◆ **WRITTEN EXERCISE**:
Using the article below on Clickhouse full text search, explain in one to three sentences why it recommends a separate search index even when only substring search is needed.

--- Start of SELECTED EXCERPT ---

Clickhouse full text search based on Manticore

Published in

DataDenys

6 min readJul 22, 2022

Clickhouse lacks full text search feature, and I’m not sure it should support something like that. If you want to search on text, there’s a lot of options to choose from. One of them is Manticore — opensource Sphinx Search fork. Let’s take a look on how to use Clickhouse and Manticore together.

Clickhouse table

Imagine we have a table with a text column and multiple numeric columns:

CREATE TABLE test ( `text` String, `a` UInt32, `b` UInt32 )
ENGINE = MergeTree ORDER BY (a, b)

And at some point we need to do a full text search based on text column. Even if we do not need “full” full text search, but only want to search based on substring, it’s recommended to use separate search index for that. Why? Because executing LIKE queries will kill Clickhouse performance.

As Clickhouse does great job inserting large amounts of data into tables, we would want to keep that benefit. That’s why creating full text index should be a background asynchronous process:

Since new data will arrive constantly, we need to do indexing from time to time. We have to decide on reindexing frequency based on common sense and requirements. Popular case is to do that daily, but it depends.

--- End of SELECTED EXCERPT ---
--- Start of DATASET EXCERPTS ---

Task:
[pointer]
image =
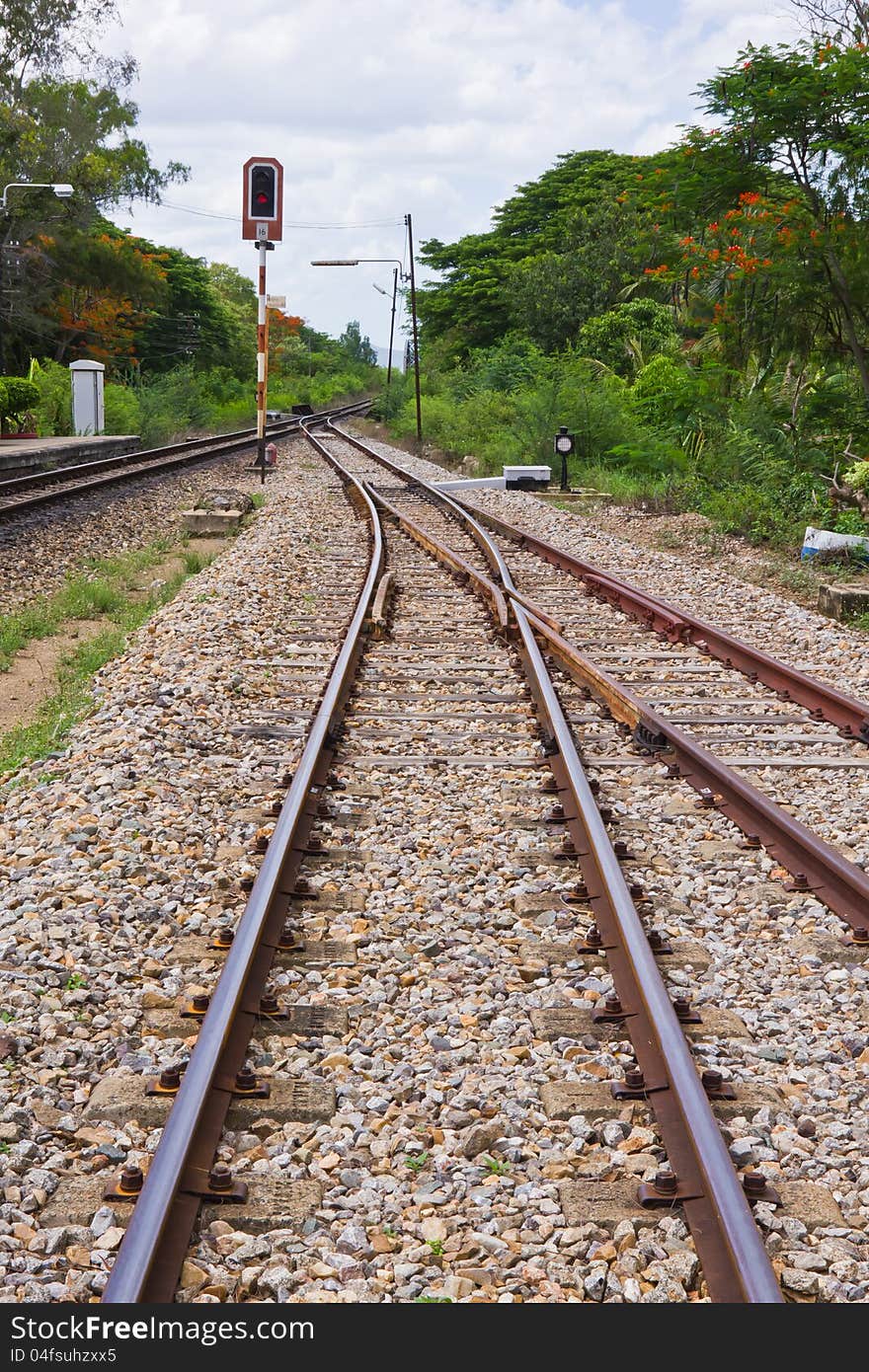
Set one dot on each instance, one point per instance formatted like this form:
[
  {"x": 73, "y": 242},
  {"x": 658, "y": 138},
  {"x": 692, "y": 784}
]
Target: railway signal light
[
  {"x": 263, "y": 200},
  {"x": 563, "y": 446},
  {"x": 263, "y": 191}
]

--- End of DATASET EXCERPTS ---

◆ **WORKED SOLUTION**:
Executing LIKE queries to find substrings would kill Clickhouse performance. A separate search index avoids that cost.